Can you reproduce the lines below unchanged, starting with the line containing "Expected behaviour: mark a point on the lower" and continuing through the line containing "[[280, 132], [385, 125], [310, 112], [369, 144], [320, 144]]"?

* START DATA TO PROCESS *

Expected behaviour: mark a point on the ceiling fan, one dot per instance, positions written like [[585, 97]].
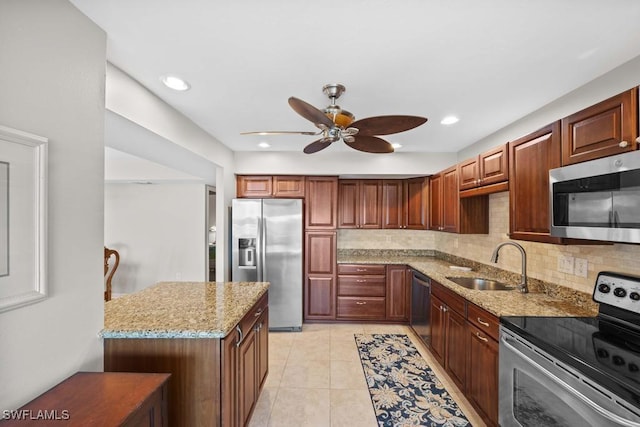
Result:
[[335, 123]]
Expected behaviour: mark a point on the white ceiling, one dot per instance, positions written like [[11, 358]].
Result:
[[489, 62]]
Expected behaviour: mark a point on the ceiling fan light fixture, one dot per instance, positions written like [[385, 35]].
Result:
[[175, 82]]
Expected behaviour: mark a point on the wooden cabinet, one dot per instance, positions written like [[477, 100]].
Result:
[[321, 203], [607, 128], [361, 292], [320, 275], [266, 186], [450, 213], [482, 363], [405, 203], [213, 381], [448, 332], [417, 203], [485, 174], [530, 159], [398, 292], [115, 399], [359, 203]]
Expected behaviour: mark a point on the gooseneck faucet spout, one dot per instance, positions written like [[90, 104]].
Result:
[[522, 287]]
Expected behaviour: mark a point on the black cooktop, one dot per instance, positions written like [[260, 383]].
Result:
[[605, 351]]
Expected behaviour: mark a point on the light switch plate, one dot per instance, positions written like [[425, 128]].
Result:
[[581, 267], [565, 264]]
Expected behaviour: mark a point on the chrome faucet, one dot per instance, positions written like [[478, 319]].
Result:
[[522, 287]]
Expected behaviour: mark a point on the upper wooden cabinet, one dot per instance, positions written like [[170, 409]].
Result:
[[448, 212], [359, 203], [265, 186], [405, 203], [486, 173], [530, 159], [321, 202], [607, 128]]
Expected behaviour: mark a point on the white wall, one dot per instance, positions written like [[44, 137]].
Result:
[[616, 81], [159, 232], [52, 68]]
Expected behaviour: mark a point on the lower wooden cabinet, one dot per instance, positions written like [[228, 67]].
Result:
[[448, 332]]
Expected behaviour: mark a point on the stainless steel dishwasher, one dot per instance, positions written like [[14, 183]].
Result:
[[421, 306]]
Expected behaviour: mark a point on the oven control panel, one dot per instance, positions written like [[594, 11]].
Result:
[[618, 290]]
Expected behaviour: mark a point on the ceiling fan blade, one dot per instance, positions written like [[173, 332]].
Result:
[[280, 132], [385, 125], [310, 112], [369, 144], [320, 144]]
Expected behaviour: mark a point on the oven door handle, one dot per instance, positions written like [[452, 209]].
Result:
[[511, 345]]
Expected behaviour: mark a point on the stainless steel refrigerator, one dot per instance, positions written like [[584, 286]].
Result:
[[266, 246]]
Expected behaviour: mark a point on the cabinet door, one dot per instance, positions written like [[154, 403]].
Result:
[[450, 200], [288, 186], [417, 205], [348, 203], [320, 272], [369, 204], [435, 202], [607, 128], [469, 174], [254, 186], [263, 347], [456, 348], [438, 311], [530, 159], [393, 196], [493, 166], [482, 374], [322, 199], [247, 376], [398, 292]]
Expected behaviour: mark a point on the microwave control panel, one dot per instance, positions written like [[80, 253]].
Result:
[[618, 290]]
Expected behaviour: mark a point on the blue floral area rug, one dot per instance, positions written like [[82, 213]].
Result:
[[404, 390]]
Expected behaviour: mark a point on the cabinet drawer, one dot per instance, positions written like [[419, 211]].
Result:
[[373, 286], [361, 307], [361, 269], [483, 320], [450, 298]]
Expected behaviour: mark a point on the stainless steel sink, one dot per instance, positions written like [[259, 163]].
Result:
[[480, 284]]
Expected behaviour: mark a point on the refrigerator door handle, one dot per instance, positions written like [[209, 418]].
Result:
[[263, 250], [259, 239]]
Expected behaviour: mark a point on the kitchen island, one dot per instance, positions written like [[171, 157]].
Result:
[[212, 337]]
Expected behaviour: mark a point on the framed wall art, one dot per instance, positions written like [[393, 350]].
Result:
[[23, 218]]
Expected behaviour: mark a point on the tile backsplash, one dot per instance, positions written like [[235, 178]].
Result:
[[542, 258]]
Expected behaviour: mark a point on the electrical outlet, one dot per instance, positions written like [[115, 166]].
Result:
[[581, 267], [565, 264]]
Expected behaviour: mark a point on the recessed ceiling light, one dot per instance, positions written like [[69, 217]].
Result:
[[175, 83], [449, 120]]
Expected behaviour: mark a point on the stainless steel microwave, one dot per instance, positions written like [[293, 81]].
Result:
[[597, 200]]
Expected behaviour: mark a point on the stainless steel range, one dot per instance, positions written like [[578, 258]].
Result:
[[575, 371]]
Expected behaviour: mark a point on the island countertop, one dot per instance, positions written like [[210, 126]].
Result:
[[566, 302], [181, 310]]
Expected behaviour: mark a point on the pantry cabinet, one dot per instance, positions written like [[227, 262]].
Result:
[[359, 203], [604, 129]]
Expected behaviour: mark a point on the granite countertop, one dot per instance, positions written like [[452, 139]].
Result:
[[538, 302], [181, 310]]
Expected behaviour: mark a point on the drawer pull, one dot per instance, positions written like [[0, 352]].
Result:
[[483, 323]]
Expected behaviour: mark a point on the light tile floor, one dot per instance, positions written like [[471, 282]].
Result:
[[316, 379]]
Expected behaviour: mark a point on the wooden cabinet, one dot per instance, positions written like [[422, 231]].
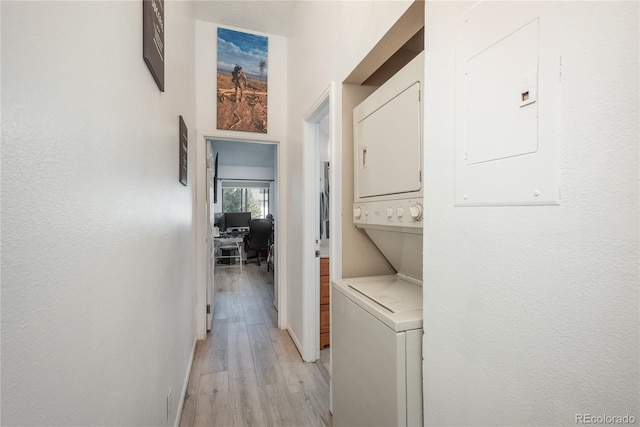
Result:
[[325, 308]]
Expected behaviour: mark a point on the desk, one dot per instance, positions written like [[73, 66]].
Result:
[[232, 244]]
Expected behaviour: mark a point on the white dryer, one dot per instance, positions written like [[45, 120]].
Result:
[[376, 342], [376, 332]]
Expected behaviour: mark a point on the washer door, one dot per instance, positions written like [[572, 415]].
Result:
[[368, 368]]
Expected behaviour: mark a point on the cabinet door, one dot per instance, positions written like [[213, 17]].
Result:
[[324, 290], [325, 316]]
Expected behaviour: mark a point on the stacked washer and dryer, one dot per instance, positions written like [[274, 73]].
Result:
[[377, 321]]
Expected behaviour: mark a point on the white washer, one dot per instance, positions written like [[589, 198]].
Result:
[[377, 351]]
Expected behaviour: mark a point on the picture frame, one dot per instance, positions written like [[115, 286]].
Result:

* END DATA TO PROCESS *

RESPONSE:
Expected behaviour: mark a point on the lower wooden cabinet, one dot per instance, positions written like [[228, 67]].
Result:
[[448, 332]]
Expected behaviour: mark a point on the stainless steel dishwasher, one dot per instance, positions written like [[14, 183]].
Result:
[[421, 306]]
Expected behaviour: mark a point on the oven control panel, one dot per instance, positions written like [[594, 11]].
Result:
[[618, 290]]
Expected behaviour: mark a point on the ceiling fan blade, one dot per instance, positions written like [[173, 332]].
Result:
[[280, 132], [385, 125], [310, 112], [369, 144], [320, 144]]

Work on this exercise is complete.